Request:
Start at the line containing "of the gray" and transcribe every line exactly through the end of the records below, and only those lines.
---------------
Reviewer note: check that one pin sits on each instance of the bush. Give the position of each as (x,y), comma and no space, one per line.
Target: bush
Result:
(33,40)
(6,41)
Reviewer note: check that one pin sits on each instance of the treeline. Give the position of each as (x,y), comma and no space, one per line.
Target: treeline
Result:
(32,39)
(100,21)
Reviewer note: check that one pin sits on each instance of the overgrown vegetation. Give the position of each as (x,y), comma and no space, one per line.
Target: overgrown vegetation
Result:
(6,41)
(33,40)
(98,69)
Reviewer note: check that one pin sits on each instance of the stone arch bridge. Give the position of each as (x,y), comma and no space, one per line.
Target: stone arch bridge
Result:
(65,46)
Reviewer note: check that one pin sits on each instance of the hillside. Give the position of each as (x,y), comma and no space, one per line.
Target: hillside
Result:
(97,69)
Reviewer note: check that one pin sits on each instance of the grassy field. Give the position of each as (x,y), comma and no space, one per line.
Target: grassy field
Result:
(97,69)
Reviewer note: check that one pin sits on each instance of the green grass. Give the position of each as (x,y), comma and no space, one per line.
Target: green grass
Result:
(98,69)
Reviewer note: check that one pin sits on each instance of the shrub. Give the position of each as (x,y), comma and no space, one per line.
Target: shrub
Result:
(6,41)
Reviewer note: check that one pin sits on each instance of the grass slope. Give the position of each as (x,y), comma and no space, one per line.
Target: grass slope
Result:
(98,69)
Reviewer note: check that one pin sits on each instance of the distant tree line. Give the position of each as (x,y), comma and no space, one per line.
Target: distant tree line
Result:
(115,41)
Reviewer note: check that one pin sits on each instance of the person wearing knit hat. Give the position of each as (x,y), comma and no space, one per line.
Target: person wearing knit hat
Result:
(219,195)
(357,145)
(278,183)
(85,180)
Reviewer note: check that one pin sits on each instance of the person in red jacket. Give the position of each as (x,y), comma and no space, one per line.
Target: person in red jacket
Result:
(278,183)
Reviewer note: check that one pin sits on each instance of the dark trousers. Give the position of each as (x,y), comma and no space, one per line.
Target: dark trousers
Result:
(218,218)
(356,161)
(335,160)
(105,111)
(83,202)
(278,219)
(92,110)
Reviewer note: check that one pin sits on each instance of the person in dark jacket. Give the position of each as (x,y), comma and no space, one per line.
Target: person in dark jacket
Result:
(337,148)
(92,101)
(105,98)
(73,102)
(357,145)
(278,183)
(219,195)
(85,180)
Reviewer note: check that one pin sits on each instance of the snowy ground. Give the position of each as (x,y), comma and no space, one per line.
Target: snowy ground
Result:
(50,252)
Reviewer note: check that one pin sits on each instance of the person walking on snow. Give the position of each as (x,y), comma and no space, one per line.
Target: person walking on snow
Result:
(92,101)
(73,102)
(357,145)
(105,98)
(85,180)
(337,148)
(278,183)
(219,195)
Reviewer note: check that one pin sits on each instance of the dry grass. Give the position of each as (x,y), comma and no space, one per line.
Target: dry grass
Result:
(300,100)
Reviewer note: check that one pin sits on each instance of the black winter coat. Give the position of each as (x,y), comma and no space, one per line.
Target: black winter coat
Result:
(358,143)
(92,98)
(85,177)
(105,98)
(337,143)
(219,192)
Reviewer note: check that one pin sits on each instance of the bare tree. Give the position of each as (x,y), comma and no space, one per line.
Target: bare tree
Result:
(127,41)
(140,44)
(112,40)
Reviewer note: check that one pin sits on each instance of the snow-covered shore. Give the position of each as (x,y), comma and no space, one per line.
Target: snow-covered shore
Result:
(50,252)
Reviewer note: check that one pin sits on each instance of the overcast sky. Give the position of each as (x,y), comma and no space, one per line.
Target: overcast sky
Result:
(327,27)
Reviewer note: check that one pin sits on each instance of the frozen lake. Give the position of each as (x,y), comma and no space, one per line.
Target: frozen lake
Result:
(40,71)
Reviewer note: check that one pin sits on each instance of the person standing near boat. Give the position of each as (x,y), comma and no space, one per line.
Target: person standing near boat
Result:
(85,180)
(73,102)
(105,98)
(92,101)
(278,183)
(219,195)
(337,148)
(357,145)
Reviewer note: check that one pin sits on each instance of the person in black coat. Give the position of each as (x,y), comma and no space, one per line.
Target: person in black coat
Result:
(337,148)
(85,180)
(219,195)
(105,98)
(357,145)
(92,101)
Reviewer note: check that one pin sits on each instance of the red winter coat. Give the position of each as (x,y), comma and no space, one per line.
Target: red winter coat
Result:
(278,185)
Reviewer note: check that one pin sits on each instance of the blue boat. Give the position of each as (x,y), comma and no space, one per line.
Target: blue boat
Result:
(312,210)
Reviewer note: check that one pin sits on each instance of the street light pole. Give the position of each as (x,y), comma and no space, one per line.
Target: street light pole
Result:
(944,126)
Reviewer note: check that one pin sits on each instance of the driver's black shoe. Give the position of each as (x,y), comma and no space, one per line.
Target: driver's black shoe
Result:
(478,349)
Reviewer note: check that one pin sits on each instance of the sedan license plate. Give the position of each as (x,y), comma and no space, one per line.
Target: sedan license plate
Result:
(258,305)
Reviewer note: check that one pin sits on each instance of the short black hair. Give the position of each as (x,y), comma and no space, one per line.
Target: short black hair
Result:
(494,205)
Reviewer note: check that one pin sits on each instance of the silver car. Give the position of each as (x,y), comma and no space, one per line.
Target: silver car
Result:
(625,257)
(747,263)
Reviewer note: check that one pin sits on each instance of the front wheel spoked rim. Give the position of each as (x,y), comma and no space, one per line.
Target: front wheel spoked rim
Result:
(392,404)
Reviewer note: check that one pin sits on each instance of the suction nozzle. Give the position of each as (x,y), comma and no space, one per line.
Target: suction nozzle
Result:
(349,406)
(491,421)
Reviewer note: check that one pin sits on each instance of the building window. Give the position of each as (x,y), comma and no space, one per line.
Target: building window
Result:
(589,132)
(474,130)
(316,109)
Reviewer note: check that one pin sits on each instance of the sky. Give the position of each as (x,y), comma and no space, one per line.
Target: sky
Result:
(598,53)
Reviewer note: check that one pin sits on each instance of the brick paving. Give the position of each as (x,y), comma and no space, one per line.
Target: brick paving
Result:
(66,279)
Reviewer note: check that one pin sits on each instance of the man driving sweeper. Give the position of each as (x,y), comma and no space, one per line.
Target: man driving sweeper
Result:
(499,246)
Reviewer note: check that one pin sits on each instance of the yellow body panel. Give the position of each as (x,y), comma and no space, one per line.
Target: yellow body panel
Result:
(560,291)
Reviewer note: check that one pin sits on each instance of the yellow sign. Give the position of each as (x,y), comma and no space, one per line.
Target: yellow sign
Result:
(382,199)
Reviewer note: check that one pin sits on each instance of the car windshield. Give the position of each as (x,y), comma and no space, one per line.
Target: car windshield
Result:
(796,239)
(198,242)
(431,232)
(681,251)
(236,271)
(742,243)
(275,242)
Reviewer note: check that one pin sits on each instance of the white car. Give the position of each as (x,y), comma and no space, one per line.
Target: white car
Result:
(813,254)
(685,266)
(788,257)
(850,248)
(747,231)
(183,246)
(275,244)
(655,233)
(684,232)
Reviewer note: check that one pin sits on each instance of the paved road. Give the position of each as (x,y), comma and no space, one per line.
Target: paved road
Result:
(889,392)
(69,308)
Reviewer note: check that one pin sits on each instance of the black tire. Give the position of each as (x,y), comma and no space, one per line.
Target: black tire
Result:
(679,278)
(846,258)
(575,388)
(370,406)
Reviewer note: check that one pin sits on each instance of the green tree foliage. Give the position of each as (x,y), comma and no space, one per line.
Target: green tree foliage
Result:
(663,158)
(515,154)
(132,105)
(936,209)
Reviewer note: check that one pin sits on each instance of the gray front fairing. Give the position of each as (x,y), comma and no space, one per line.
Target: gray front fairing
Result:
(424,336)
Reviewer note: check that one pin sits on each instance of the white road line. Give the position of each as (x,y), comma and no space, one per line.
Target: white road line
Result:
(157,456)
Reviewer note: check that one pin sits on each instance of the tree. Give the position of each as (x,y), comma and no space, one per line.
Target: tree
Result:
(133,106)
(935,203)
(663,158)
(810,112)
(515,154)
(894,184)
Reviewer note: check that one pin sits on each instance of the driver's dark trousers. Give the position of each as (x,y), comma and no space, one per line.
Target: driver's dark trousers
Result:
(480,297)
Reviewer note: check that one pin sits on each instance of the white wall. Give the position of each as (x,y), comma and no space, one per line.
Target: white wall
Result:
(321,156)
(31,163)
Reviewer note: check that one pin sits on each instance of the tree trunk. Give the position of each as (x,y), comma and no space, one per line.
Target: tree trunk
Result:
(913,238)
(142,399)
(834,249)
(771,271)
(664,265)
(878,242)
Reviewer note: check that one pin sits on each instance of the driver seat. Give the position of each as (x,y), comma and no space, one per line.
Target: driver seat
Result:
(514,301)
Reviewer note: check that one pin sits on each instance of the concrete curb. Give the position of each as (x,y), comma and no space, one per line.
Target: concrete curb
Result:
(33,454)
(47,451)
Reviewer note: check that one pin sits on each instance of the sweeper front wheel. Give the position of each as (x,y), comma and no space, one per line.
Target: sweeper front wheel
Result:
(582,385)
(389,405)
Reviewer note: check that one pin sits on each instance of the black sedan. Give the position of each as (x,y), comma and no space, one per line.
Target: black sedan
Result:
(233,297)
---------------
Answer for the task:
Reviewer note: check that one pin sits on each instance of the gray front fairing. Give the position of each as (x,y), comma and no space, one per line.
Target: gray front fairing
Result:
(424,336)
Reviewer note: check that one pin sits on each instance of the white road line. Give the position of each as (x,y), comma and no space, one per line.
Target: white road line
Result:
(157,456)
Reviewer note: check that one pin sits on each instance of the tree. Give the position of each as (x,y), comma and no space, one per line.
Target: tree
Result:
(133,106)
(935,203)
(663,158)
(810,112)
(515,154)
(894,184)
Reviewer note: check that one pin sits on each instance of the driver's dark trousers. Give the position of each as (x,y), comma and no space, one per line.
Target: driver's dark trousers
Result:
(480,297)
Reviewer note: check that one pin sits on each instance of the white wall. Give the position of each as (x,y), comma and no space, one per line.
Target: white wall
Result:
(321,156)
(31,163)
Reviewer note: check that one pin sits on each instance of the tree trunk. Give the position of each as (x,y), comma and no space, one per line.
Target: tree trunk
Result:
(913,238)
(142,399)
(834,249)
(771,271)
(664,265)
(878,242)
Reviewer note: check that one pin sits on each instance of the driver seat. Give the position of each as (x,y), comma and no space, one per line.
Target: driver seat
Result:
(514,301)
Reviewer note: check that one pin sits on each instance of the concrete curb. Give the position of each as (x,y), comma and no space, one per line.
Target: concrete curb
Result:
(33,454)
(47,451)
Reviewer note: check that one pin sits on each instance of the sweeper front wheel. Give the position of each as (x,y), comma and no space, one per line.
Target: sweeper front wheel
Result:
(582,385)
(389,405)
Reviewer note: check that one pin sits on each instance of the black sedan. Give the position of each as (x,y), comma and no space, one per line.
Target: black sedan
Result:
(233,297)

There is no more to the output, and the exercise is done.